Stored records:

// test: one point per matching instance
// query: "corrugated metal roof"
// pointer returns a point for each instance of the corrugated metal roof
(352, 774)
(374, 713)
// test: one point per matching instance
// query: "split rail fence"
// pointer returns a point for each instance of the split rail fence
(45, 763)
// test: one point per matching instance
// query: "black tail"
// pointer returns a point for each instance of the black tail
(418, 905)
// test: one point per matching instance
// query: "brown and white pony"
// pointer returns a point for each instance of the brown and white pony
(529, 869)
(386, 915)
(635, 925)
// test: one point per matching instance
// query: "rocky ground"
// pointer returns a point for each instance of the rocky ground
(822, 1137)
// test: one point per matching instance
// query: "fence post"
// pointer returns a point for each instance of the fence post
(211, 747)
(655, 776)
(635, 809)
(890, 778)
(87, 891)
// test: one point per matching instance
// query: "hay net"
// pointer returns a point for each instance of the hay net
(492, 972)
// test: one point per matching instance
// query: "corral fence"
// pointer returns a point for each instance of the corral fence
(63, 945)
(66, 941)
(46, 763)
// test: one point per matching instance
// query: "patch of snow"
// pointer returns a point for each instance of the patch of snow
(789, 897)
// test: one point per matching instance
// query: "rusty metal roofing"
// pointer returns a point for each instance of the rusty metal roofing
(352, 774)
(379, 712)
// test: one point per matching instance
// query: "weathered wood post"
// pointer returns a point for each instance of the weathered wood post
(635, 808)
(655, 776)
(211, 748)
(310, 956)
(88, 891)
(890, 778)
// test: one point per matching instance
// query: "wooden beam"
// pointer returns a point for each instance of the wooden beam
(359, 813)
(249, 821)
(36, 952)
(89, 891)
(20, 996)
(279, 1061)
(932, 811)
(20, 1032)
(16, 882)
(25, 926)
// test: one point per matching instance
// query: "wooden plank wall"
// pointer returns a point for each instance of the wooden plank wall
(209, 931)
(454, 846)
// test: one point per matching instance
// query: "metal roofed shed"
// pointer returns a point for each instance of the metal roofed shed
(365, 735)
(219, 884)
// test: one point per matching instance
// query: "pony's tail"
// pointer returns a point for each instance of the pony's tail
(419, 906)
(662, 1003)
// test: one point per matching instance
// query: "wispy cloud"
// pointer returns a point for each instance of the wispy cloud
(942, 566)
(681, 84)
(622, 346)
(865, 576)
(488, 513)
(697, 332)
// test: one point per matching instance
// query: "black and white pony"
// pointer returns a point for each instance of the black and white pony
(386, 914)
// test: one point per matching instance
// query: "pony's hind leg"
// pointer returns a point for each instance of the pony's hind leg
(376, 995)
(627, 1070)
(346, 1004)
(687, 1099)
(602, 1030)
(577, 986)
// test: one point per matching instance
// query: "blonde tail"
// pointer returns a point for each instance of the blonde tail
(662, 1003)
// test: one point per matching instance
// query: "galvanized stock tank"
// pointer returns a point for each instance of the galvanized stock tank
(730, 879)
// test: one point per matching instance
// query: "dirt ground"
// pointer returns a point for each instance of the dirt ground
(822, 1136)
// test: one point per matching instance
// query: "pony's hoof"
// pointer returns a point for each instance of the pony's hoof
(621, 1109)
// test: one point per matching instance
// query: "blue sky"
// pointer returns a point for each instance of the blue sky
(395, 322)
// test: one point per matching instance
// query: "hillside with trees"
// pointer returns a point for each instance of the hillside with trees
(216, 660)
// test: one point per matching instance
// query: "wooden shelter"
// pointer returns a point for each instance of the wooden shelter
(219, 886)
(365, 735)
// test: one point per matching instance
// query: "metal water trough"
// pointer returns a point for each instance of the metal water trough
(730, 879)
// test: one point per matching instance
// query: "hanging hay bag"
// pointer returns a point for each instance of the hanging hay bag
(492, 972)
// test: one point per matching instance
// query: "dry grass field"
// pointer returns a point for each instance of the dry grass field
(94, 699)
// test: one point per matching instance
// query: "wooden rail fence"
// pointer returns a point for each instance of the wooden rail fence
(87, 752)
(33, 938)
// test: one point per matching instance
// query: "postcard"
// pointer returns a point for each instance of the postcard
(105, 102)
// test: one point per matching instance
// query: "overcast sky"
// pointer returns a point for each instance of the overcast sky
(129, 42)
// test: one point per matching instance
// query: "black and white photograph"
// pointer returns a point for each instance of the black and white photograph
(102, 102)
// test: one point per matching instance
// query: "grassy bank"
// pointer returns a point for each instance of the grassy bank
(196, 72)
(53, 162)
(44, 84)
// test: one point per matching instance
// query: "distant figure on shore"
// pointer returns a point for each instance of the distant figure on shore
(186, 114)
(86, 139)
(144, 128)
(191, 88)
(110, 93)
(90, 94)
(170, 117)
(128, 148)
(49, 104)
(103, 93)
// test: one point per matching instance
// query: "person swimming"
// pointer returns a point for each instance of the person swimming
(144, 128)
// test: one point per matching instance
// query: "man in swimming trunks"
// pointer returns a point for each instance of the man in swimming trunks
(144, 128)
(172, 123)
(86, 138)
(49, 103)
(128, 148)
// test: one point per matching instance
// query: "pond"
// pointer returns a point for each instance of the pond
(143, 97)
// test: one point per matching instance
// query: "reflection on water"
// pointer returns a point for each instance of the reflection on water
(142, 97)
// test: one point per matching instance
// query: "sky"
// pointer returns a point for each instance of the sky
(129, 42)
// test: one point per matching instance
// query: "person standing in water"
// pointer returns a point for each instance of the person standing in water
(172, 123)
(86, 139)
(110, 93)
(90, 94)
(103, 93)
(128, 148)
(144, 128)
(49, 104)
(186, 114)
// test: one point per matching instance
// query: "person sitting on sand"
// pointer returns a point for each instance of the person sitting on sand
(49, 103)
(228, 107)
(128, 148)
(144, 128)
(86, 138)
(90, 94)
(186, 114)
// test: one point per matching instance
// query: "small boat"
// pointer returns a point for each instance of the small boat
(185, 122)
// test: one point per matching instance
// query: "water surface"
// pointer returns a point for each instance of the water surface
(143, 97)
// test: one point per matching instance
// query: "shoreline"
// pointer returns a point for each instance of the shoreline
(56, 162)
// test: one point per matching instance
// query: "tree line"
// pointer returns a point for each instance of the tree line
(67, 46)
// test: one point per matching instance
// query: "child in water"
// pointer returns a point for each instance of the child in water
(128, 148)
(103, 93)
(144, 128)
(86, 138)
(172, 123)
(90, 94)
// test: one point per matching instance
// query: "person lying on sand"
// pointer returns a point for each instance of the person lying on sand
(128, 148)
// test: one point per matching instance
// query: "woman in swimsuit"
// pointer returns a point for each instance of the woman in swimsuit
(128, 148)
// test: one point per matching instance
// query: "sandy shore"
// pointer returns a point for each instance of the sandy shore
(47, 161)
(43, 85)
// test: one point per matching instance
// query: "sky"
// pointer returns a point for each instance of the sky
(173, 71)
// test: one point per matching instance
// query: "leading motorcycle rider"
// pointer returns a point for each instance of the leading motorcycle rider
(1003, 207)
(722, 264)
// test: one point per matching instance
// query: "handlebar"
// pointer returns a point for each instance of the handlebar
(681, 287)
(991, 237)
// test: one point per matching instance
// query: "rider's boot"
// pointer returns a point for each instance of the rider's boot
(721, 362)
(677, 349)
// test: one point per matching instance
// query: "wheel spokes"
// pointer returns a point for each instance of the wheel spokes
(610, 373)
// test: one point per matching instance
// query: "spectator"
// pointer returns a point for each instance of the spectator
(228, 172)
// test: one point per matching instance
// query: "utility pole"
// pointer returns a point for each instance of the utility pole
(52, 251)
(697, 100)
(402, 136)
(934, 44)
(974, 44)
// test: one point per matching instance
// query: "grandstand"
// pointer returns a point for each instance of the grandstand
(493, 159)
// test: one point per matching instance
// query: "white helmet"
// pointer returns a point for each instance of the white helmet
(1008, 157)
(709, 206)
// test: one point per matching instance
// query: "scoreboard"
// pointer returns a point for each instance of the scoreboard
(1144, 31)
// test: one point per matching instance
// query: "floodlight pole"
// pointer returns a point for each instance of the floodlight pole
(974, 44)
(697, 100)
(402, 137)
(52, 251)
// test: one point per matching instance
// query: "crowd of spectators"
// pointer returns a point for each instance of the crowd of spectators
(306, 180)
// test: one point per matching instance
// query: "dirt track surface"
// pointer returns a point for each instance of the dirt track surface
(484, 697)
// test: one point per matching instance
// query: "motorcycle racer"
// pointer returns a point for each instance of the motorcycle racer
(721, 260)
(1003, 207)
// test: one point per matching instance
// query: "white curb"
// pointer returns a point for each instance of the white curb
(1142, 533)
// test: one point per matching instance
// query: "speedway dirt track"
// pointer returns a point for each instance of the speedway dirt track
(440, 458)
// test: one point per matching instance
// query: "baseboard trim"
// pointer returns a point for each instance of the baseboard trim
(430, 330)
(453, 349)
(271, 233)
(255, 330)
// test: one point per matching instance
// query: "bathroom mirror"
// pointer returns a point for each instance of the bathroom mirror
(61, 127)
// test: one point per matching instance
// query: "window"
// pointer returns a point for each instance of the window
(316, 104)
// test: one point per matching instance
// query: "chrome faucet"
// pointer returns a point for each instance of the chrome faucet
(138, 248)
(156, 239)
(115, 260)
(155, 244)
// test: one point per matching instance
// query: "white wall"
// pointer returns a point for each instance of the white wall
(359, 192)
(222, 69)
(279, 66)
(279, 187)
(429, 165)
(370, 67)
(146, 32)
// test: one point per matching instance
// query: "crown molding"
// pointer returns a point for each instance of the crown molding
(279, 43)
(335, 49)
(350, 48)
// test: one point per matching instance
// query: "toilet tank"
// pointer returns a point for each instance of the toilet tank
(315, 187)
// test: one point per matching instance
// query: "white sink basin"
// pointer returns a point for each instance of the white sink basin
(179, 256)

### Problem:
Pull out every line of the listing above that contains the string "child". Case counts.

### Result for this task:
// query: "child in water"
// pointer returns a point for each instance of the child in water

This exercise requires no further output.